The Store and Process Stream Processing Design Pattern

Background
The Store and Process Design Pattern
Store and Process Steps are Both Optional
Implementation Template
Batching Stream Records
Processing Records From Multiple Streams
- Implementation Template - Multiple Streams
Handling Out of Order Record Arrival
- Implementation Template - Out of Order Handling
Caching
Data Debugging

Jakob Jenkov
Last update: 2019-08-15

The store and process stream processing design pattern is a simple, yet very powerful and versatile design for stream processing applications, whether we are talking about simple or advanced stream processing. The pattern scales nicely code-wise from simple stream processing to advanced stream processing, and scales nicely performance-wise too. In this store and process tutorial I will explain how this design pattern works, how to implement it, and how to apply it to a variety of common use cases.

Background

When you look at main stream stream processing API's like Kafka Streams or RxJava, you get the impression that the functional stream processing model is the "way to go" when it comes to stream processing. However, having worked for 15+ months with Kafka Streams I have realized how many limitations the functional stream processing paradigm has. The observer based stream processing pattern has less limitations, but in many cases designing your stream processing application internally using lots of observers and listeners is overkill.

I won't get into too much more detail about the limitations of, and differences between, the functional and observer based stream processing approaches in this tutorial. I want to focus on the store and process pattern. But rest assured that I will document the shortcomings of especially the functional stream processing paradigm in another tutorial in a near future. Developers need to know what problems they are getting themselves into, and why they don't need to mess around with these problems.

The store and process design pattern is a reaction to, and alternative to, the functional / observer based stream processing trend, and although it uses elements from the observer based stream processing paradigm, a store and process design is not a full blown observer based design.

The store and process design pattern is a result of a combination of the research and development within the domain of data streaming engines, processing API's etc. we have carried out at Nanosai, and a long project using Kafka Streams in the data warehouse department of a larger, Scandinavian insurance company.

The Store and Process Design Pattern

The store and process design pattern breaks the processing of an incoming record on a stream into two steps:

Store the record
Process the record

These store and process steps are illustrated here:

The store and process stream processing design pattern illustrated.

The basic idea is, that first the stream processor will store the record in a database, and then process the record. While processing the record the stream processor can access all records stored in the database. Thus, the record processor can take historic events / records into account during processing.

Store and Process Steps are Both Optional

The store and the process steps are both optional. Sometimes you may need to both store a record and then process it. Other times you may only need to store the record, but not process it. And yet other times you may need only to process the record, but not store it. It depends on the concrete use case, the event / record, timing of events / records etc.

Implementation Template

Implementing a stream processor that follows the store and process design pattern is quite simple. Here is a template for implementing a store and process stream processor:

public class StreamProcessor {

    public void onRecord(Record record) {

    }
}

Notice how the StreamProcessor class in this template only has a single method. This method is called for each record in the stream it processes. In case a stream processor is to process messages from multiple streams, you would have one method per stream. We will look at that in more detail later, but here is a simple example to give you a mental picture of that model:

public class StreamProcessor {

    public void onAdClickRecord(AdClickRecord record) {
    }

    public void onLandingPageVisitRecord(PageVisitRecord record) {

    }

    public void onOrderRecord(OrderRecord record) {

    }
}

In this example records from all three streams are handled by the same StreamProcessor instance. However, it is perfectly possible to split the handling of records into multiple processor classes. That depends on what makes sense in the concrete application.

----

Challenge 1:
Print the stretch of the stream processing article from "These store and" through "events / records etc.", word for word.
The stream processing article and the entries are unrelated to each other.

Records:
----

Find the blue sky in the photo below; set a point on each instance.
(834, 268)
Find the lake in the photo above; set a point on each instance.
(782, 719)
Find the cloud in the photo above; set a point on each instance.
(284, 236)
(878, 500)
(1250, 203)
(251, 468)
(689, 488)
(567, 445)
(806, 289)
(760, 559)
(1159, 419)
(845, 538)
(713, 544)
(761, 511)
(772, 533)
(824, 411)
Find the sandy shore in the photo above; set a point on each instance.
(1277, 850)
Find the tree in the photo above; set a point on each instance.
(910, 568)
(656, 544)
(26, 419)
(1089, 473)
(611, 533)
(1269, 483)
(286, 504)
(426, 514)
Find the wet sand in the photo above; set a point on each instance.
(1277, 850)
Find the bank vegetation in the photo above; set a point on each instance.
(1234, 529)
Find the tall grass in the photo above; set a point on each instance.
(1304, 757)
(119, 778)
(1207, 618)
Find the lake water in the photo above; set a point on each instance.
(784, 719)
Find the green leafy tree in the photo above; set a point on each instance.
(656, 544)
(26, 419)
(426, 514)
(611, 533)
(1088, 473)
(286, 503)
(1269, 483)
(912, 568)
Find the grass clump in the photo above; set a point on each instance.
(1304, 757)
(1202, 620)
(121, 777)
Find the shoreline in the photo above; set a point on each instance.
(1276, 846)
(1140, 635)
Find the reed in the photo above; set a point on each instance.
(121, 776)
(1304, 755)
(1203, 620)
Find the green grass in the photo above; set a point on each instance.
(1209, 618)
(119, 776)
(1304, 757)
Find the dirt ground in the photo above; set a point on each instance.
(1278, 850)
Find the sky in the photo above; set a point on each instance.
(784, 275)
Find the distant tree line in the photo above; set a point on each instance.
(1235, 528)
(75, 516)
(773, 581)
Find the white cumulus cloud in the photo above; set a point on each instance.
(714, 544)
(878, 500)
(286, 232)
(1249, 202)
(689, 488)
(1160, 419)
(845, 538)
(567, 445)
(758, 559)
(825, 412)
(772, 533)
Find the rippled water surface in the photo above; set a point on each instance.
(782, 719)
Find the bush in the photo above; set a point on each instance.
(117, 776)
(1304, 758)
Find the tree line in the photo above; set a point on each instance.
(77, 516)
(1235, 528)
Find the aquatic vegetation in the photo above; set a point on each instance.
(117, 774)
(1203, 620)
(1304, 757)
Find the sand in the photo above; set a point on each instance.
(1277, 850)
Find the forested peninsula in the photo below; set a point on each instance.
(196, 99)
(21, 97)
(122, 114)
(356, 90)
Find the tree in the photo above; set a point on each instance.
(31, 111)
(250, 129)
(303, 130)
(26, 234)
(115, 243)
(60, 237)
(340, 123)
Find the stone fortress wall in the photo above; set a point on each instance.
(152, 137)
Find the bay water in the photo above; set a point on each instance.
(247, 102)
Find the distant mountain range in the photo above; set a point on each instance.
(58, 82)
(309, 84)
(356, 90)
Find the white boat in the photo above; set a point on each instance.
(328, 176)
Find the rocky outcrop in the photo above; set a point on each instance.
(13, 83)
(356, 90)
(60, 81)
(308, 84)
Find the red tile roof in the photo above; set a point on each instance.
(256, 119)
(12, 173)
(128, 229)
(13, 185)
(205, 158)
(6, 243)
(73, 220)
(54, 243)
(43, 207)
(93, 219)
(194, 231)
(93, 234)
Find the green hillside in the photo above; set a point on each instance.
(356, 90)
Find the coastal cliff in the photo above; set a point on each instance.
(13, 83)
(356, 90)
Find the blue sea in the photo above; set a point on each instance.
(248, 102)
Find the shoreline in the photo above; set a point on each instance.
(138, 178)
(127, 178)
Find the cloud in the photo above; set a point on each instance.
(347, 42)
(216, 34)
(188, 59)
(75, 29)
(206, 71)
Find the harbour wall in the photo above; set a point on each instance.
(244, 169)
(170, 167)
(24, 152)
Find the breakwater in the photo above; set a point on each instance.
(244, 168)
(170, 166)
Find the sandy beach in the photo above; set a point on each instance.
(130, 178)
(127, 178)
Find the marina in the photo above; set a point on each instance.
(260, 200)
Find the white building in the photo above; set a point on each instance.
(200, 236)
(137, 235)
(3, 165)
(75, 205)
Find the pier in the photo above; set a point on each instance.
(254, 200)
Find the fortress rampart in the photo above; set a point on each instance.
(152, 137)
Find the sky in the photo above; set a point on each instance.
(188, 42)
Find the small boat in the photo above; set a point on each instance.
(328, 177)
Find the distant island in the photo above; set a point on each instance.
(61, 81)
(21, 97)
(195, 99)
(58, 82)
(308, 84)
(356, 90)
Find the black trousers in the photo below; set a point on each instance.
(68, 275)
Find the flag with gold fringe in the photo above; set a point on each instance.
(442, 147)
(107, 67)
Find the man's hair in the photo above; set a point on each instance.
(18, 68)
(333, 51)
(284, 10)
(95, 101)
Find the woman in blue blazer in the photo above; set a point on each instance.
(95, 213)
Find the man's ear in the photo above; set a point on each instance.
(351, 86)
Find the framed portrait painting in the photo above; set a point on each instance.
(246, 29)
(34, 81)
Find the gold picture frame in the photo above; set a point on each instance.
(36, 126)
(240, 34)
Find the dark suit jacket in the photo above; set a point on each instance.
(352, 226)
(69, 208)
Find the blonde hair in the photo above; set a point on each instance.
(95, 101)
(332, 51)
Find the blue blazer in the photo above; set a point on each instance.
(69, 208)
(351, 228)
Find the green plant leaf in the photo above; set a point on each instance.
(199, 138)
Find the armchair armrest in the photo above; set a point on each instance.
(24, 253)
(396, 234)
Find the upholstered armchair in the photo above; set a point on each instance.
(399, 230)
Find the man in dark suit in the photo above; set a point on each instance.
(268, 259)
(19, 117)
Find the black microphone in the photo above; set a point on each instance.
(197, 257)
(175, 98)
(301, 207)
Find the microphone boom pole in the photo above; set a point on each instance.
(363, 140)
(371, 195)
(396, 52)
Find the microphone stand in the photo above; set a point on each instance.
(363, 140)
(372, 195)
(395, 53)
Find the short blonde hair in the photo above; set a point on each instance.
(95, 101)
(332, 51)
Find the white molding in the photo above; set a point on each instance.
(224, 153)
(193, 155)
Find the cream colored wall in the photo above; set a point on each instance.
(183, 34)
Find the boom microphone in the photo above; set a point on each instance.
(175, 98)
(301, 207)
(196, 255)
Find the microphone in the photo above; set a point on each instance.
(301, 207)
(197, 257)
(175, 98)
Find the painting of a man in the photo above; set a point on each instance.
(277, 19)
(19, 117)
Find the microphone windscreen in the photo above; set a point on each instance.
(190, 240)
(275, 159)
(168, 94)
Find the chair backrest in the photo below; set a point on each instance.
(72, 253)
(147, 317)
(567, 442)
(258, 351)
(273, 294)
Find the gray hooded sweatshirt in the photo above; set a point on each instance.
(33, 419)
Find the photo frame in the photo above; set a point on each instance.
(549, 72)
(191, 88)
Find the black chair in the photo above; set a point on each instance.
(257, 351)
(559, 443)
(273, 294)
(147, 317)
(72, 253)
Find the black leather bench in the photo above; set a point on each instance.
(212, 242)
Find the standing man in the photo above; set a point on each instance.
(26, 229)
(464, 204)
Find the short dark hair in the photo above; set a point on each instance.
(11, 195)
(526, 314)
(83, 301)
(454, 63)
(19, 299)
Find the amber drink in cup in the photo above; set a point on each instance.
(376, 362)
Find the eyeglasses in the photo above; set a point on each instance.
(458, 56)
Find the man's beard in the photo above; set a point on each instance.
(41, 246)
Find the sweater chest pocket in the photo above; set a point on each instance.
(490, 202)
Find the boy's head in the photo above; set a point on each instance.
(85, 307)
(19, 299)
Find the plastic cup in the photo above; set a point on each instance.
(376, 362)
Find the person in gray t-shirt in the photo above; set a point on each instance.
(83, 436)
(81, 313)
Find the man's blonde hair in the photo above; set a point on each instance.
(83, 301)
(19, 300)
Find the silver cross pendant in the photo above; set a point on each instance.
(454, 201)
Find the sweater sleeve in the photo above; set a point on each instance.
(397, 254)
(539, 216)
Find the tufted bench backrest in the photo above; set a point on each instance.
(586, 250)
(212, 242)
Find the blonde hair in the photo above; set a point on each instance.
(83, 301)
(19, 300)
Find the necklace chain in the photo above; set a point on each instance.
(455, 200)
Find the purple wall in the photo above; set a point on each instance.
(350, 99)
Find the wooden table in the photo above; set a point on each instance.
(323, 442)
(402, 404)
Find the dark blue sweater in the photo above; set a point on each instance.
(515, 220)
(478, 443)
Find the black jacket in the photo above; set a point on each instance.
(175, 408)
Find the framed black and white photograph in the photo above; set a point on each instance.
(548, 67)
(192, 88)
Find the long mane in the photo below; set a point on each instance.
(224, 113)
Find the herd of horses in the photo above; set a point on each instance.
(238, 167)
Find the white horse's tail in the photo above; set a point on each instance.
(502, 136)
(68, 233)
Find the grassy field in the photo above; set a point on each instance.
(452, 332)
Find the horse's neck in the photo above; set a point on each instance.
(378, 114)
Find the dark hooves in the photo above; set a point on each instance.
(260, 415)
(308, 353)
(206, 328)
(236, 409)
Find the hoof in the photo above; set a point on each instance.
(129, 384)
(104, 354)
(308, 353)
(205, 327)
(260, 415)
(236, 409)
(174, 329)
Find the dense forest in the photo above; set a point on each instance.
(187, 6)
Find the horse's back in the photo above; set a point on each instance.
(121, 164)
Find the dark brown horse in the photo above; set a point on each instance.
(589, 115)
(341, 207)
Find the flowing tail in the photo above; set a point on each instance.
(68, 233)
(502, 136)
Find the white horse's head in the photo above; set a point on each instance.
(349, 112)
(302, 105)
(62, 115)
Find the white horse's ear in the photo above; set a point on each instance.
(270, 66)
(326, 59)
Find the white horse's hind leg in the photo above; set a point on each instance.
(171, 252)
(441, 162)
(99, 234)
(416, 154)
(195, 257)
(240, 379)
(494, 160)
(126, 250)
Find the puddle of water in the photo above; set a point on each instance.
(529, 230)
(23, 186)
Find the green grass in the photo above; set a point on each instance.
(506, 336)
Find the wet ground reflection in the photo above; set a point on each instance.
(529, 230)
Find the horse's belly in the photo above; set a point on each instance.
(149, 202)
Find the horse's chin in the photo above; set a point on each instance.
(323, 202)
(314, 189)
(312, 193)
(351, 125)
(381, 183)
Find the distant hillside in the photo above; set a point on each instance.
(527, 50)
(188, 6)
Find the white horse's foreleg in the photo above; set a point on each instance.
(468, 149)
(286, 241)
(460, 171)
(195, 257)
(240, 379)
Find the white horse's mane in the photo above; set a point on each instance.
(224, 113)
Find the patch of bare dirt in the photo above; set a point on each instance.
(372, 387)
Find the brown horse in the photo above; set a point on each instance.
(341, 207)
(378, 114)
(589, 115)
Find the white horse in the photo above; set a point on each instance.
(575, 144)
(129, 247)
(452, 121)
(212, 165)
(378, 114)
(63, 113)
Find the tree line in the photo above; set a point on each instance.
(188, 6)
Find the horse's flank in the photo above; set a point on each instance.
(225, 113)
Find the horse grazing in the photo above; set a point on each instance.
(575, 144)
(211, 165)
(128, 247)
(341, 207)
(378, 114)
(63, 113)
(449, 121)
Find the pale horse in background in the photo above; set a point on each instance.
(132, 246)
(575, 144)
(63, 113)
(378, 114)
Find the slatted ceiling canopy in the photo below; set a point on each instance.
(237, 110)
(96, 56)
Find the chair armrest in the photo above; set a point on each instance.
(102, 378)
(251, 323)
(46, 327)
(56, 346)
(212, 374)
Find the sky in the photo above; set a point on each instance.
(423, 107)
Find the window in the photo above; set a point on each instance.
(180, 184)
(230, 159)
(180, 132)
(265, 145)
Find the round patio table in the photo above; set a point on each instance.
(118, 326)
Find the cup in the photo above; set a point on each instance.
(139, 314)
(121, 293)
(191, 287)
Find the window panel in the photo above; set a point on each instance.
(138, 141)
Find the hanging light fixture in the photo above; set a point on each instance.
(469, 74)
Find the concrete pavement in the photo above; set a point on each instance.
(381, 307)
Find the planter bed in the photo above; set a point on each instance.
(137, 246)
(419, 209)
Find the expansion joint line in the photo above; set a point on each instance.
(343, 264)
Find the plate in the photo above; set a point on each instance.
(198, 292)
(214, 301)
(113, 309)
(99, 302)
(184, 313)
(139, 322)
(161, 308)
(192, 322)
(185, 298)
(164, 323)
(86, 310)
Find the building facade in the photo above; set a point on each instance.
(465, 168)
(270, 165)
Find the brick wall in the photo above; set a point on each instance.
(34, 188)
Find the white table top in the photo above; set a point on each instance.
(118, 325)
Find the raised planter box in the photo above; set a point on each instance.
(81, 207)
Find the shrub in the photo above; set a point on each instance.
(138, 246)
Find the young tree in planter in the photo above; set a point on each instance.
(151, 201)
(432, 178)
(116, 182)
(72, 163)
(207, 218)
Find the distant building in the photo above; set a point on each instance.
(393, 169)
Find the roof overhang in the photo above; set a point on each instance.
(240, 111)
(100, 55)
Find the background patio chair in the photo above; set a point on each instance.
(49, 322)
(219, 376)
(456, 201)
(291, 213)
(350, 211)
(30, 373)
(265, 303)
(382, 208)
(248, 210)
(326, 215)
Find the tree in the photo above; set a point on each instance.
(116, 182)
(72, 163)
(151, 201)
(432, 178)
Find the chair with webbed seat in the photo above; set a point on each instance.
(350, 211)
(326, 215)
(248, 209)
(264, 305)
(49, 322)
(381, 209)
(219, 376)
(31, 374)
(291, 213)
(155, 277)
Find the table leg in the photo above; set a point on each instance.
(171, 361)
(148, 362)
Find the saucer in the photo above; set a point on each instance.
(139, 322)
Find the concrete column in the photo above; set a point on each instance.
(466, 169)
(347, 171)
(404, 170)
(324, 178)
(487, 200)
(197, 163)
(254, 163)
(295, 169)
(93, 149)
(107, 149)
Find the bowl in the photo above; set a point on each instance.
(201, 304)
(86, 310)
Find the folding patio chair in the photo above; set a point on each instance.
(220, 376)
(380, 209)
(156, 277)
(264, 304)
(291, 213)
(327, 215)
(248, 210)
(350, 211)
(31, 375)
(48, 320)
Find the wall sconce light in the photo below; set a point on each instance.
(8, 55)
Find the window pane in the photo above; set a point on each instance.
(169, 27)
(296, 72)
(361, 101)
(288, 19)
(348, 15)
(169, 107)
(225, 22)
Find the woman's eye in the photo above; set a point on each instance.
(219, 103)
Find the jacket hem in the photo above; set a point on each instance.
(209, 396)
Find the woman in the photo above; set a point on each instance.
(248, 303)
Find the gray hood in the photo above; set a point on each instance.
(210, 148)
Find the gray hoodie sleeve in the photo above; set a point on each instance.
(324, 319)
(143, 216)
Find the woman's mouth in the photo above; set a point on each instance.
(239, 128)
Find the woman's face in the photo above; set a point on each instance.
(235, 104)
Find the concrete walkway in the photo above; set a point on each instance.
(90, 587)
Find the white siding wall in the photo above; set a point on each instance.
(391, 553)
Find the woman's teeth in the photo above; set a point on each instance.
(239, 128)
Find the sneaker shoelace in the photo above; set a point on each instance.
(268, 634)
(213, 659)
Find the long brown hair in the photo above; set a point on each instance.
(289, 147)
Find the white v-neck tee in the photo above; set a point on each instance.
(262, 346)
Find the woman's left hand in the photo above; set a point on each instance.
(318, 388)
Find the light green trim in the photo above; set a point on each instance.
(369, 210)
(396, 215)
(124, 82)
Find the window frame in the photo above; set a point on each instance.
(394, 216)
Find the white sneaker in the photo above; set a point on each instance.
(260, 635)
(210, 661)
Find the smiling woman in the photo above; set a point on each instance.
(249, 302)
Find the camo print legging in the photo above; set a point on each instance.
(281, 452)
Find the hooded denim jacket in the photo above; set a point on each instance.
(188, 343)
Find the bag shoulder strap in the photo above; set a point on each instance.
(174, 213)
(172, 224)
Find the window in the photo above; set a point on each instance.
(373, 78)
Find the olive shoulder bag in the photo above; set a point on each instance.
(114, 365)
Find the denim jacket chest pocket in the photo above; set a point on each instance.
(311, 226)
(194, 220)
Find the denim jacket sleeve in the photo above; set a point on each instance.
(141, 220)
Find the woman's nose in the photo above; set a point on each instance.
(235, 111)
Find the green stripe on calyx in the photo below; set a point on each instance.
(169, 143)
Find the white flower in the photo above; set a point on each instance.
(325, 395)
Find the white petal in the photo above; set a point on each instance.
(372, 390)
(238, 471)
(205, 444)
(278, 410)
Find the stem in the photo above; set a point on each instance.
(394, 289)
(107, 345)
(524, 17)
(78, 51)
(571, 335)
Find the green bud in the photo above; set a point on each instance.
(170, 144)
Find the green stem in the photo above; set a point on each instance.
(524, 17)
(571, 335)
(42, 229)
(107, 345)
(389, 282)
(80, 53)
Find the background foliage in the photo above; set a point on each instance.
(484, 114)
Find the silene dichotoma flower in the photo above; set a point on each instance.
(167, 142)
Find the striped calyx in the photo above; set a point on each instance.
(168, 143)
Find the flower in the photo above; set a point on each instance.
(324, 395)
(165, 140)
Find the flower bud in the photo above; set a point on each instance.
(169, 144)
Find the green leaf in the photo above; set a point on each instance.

----

Challenge 2:
List every line of the entries that contains the string "patio". Matching is case-sensitive.

Correct answer 1:
These store and process steps are illustrated here:

The store and process stream processing design pattern illustrated.

The basic idea is, that first the stream processor will store the record in a database, and then process the record. While processing the record the stream processor can access all records stored in the database. Thus, the record processor can take historic events / records into account during processing.

Store and Process Steps are Both Optional

The store and the process steps are both optional. Sometimes you may need to both store a record and then process it. Other times you may only need to store the record, but not process it. And yet other times you may need only to process the record, but not store it. It depends on the concrete use case, the event / record, timing of events / records etc.

Correct answer 2:
Find the round patio table in the photo above; set a point on each instance.
Find the background patio chair in the photo above; set a point on each instance.
Find the folding patio chair in the photo above; set a point on each instance.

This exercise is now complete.